--- Entries shown Enclosed Below ---

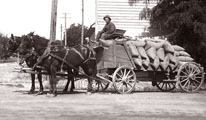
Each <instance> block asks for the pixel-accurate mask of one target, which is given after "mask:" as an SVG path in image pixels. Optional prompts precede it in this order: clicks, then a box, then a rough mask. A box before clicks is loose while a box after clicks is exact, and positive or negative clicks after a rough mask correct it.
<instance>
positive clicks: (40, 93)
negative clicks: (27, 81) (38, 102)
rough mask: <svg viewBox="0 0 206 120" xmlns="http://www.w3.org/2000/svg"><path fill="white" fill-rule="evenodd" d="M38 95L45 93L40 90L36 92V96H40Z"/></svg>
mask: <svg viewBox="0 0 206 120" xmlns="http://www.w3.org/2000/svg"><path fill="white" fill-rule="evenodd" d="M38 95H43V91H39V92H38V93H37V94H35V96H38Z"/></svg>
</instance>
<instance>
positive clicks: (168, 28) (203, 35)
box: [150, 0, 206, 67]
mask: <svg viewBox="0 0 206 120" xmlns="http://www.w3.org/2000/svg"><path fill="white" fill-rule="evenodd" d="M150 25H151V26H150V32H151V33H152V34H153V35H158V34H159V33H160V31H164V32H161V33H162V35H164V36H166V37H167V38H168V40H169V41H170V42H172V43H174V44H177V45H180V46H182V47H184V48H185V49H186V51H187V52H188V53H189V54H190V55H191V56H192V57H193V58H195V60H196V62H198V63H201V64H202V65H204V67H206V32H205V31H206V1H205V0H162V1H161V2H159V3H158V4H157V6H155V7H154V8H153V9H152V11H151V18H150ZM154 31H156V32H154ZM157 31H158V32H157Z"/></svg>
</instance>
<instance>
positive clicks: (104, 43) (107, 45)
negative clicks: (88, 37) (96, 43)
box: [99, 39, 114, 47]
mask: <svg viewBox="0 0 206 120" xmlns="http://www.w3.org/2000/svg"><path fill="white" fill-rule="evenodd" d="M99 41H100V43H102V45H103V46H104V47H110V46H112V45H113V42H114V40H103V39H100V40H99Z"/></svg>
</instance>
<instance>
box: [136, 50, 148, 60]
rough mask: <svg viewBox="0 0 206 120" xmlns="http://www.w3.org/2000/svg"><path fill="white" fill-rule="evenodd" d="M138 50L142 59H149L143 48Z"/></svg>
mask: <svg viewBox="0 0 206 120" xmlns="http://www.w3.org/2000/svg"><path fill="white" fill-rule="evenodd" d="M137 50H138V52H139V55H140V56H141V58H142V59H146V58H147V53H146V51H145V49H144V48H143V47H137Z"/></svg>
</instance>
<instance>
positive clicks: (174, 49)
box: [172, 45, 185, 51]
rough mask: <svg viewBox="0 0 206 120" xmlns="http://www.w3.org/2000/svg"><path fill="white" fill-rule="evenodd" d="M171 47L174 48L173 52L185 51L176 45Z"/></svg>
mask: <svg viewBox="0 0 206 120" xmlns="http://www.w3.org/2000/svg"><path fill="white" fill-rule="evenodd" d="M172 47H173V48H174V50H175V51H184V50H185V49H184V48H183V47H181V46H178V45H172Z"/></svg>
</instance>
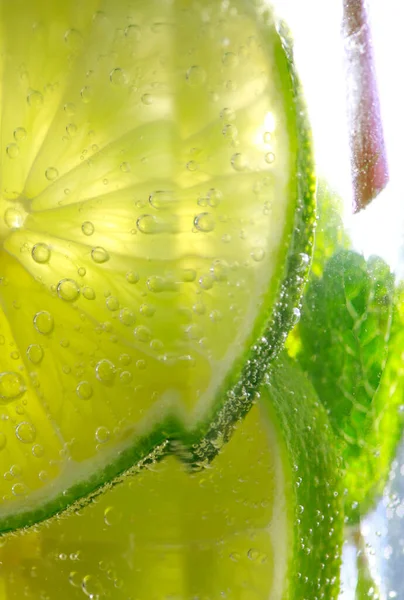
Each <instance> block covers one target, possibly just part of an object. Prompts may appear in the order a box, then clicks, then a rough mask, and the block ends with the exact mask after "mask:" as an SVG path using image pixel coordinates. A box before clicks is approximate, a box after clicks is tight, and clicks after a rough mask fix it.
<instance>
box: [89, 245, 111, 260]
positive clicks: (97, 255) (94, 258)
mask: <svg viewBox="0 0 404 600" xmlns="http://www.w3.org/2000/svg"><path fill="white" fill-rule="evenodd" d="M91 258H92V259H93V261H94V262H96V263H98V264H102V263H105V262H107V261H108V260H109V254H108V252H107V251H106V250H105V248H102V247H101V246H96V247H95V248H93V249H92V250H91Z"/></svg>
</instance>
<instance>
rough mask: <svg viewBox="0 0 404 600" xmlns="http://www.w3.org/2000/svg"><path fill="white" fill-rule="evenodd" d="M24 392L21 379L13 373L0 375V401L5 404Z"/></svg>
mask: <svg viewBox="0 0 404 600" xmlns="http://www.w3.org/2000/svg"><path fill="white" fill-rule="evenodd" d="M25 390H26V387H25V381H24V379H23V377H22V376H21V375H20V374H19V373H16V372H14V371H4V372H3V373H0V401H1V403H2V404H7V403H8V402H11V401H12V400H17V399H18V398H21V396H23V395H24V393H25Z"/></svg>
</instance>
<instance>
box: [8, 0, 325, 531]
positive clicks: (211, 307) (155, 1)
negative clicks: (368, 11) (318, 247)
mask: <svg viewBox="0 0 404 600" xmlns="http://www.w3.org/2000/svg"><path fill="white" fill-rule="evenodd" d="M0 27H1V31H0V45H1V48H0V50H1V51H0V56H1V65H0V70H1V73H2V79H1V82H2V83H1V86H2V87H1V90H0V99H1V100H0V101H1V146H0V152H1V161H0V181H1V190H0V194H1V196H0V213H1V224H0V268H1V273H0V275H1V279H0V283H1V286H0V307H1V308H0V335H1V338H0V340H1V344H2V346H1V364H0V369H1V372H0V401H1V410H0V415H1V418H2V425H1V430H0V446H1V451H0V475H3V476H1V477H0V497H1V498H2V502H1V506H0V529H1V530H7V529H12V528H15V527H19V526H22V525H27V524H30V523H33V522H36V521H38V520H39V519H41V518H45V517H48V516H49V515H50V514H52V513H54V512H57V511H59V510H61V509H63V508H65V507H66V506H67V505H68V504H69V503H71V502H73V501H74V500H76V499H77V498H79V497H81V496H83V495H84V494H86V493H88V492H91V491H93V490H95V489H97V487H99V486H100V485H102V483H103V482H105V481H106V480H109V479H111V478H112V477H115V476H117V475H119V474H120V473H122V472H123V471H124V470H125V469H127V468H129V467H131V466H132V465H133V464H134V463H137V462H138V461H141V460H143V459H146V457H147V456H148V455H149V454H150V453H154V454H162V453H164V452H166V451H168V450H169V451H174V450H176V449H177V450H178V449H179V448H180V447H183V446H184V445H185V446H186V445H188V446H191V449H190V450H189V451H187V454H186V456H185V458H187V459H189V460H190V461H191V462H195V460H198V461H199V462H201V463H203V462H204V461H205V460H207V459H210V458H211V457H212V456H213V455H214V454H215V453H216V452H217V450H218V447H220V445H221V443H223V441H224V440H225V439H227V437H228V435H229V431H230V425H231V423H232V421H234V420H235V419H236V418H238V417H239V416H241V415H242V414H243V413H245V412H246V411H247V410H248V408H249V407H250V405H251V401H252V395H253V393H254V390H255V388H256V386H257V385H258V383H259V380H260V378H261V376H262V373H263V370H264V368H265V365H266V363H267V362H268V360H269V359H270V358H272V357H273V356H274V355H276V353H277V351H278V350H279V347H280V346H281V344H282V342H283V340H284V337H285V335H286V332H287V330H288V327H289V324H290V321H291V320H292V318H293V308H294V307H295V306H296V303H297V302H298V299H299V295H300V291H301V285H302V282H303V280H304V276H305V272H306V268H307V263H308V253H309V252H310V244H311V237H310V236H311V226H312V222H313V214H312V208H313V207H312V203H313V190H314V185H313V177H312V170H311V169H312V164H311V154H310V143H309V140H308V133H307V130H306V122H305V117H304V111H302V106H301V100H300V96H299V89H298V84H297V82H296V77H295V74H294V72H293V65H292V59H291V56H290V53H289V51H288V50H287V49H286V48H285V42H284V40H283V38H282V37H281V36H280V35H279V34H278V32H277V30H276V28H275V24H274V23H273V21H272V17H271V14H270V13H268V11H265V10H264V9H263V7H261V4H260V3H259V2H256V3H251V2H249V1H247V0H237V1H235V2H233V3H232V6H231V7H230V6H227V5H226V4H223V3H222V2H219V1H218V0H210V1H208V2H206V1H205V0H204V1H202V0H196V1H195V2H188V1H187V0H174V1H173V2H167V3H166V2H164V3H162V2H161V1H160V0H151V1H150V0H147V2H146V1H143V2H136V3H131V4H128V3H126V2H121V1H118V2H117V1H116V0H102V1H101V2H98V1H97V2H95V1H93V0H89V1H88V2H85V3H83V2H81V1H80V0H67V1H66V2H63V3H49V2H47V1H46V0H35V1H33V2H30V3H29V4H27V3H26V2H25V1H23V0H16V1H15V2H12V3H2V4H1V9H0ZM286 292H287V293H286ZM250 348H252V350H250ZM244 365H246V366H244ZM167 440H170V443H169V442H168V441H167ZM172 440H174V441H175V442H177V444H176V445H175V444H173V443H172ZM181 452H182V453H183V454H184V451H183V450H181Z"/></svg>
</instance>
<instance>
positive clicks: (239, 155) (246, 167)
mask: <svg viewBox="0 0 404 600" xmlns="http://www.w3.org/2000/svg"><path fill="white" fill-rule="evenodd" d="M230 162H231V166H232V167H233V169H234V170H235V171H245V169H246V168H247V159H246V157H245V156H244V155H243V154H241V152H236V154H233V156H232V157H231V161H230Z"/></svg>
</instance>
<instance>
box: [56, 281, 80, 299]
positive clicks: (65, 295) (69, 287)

--- End of Enclosed Entries shown ---

▶ _Problem description_: Omit every picture, and please return the entries exactly from the first line through the line with "box: [172, 45, 185, 51]", both included.

▶ _Result for this task_:
Each <instance> block asks for the pixel-accurate mask of one target, which is given after "mask:" as an SVG path in image pixels. Optional prompts precede it in this order: clicks, then a box, then a rough mask. A box before clicks is loose while a box after clicks is exact, and positive or negative clicks after a rough mask correct it.
<instance>
positive clicks: (40, 93)
negative clicks: (27, 81) (38, 102)
rough mask: <svg viewBox="0 0 206 120" xmlns="http://www.w3.org/2000/svg"><path fill="white" fill-rule="evenodd" d="M38 95L45 93L40 90L36 92V96H40Z"/></svg>
mask: <svg viewBox="0 0 206 120" xmlns="http://www.w3.org/2000/svg"><path fill="white" fill-rule="evenodd" d="M38 95H43V91H39V92H38V93H37V94H35V96H38Z"/></svg>
</instance>
<instance>
positive clicks: (168, 28) (203, 35)
box: [150, 0, 206, 67]
mask: <svg viewBox="0 0 206 120" xmlns="http://www.w3.org/2000/svg"><path fill="white" fill-rule="evenodd" d="M150 25H151V26H150V32H151V33H152V34H153V35H158V34H159V33H160V31H164V32H161V33H162V35H164V36H166V37H167V38H168V40H169V41H170V42H172V43H174V44H177V45H180V46H182V47H184V48H185V49H186V51H187V52H188V53H189V54H190V55H191V56H192V57H193V58H195V60H196V62H198V63H201V64H202V65H204V67H206V32H205V31H206V1H205V0H162V1H161V2H159V3H158V4H157V6H155V7H154V8H153V9H152V11H151V18H150ZM154 31H156V32H154ZM157 31H158V32H157Z"/></svg>
</instance>
<instance>
positive clicks: (104, 43) (107, 45)
negative clicks: (88, 37) (96, 43)
box: [99, 39, 114, 47]
mask: <svg viewBox="0 0 206 120" xmlns="http://www.w3.org/2000/svg"><path fill="white" fill-rule="evenodd" d="M99 41H100V43H102V45H103V46H104V47H110V46H112V45H113V42H114V40H103V39H100V40H99Z"/></svg>
</instance>
<instance>
box: [136, 50, 148, 60]
rough mask: <svg viewBox="0 0 206 120" xmlns="http://www.w3.org/2000/svg"><path fill="white" fill-rule="evenodd" d="M138 50L142 59H149L143 48Z"/></svg>
mask: <svg viewBox="0 0 206 120" xmlns="http://www.w3.org/2000/svg"><path fill="white" fill-rule="evenodd" d="M137 50H138V52H139V55H140V56H141V58H142V59H146V58H147V53H146V51H145V49H144V48H143V47H137Z"/></svg>
</instance>
<instance>
positive clicks: (174, 49)
box: [172, 45, 185, 51]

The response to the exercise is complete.